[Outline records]
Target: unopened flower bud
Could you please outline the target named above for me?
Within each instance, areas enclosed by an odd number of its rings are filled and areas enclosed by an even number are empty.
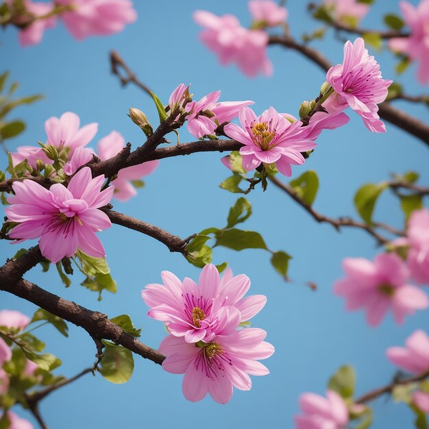
[[[302,101],[299,106],[299,117],[302,119],[302,118],[306,117],[311,112],[312,108],[311,103],[306,101]]]
[[[154,132],[154,129],[149,122],[147,117],[139,109],[130,108],[130,118],[137,125],[138,125],[149,137]]]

WRITTEN PROBLEM: Reproduce the records above word for word, leaving out the pictures.

FINISHED ANSWER:
Target: unopened flower bud
Could you please outline the target named above for me?
Within each instance, areas enclosed by an odd number of its rings are filled and areas enclosed by an even number are empty.
[[[302,101],[299,106],[299,117],[302,119],[302,118],[306,117],[311,112],[312,108],[311,103],[306,101]]]
[[[154,132],[154,129],[149,122],[147,117],[139,109],[130,108],[130,118],[137,125],[138,125],[149,137]]]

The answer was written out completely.